*** Opening Records to use ***

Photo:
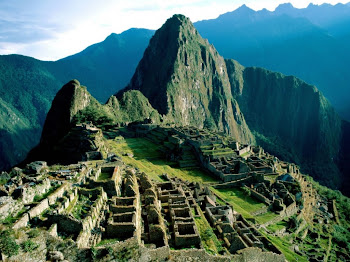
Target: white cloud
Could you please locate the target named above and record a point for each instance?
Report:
(67, 27)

*** Closing Records to use ***

## Task description
Could the data above be repeated exactly, with every picture dropped?

## Reply to the task
Photo:
Target: white cloud
Could you please locate the target named above and record a point for each instance?
Report:
(67, 27)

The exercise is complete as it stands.